REQUIRED ACTION 1:
In the code samples on the bam-js page, what property names appear inside the objects passed to a constructor?
REQUIRED ACTION 2:
According to the bam-js page, since which version has the htsget protocol been supported?
EXTRACT PROVIDED START
GMOD / bam-js

Parse BAM and BAM index files in javascript for node and the browser
MIT License
19 stars 9 forks source link

NPM version Coverage Status Build Status

Install

$ npm install --save @gmod/bam

Usage

const { BamFile } = require('@gmod/bam')
// or import {BamFile} from '@gmod/bam'

const t = new BamFile({
  bamPath: 'test.bam',
})

// note: it's required to first run getHeader before any getRecordsForRange
var header = await t.getHeader()

// this would get same records as samtools view ctgA:1-50000
var records = await t.getRecordsForRange('ctgA', 0, 50000)

The bamPath argument only works on nodejs. In the browser, you should pass bamFilehandle with a generic-filehandle e.g. RemoteFile

const { RemoteFile } = require('generic-filehandle')
const bam = new BamFile({
  bamFilehandle: new RemoteFile('yourfile.bam'), // or a full http url
  baiFilehandle: new RemoteFile('yourfile.bam.bai'), // or a full http url
})

Input are 0-based half-open coordinates (note: not the same as samtools view coordinate inputs!)

Usage with htsget

Since 1.0.41 we support usage of the htsget protocol

Here is a small code snippet for this

const { HtsgetFile } = require('@gmod/bam')

const ti = new HtsgetFile({
  baseUrl: 'http://htsnexus.rnd.dnanex.us/v1/reads',
  trackId: 'BroadHiSeqX_b37/NA12878',
})
await ti.getHeader()
const records = await ti.getRecordsForRange(1, 2000000, 2000001)

Our implementation makes some assumptions about how the protocol is implemented, so let us know if it doesn't work for your use case

Documentation

BAM constructor

The BAM class constructor accepts arguments

Note: filehandles implement the Filehandle interface from https://www.npmjs.com/package/generic-filehandle. This module offers the path and url arguments as convenience methods for supplying the LocalFile and RemoteFile

async getRecordsForRange(refName, start, end, opts)

Note: you must run getHeader before running getRecordsForRange

async *streamRecordsForRange(refName, start, end, opts)

This is a async generator function that takes the same signature as getRecordsForRange but results can be processed using

for await (const chunk of file.streamRecordsForRange(
  refName,
  start,
  end,
  opts,
)) {
}

The getRecordsForRange simply wraps this process by concatenating chunks into an array

async getHeader(opts: {....anything to pass to generic-filehandle opts})
EXTRACT PROVIDED END
DATA PROVIDED START
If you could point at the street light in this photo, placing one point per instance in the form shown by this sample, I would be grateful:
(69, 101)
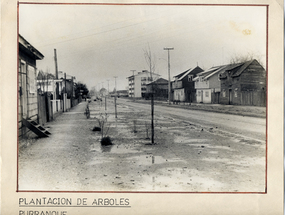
DATA PROVIDED END
WRITTEN RESPONSE 1:
bamPath, bamFilehandle, baiFilehandle, baseUrl, trackId

WRITTEN RESPONSE 2:
Since version 1.0.41.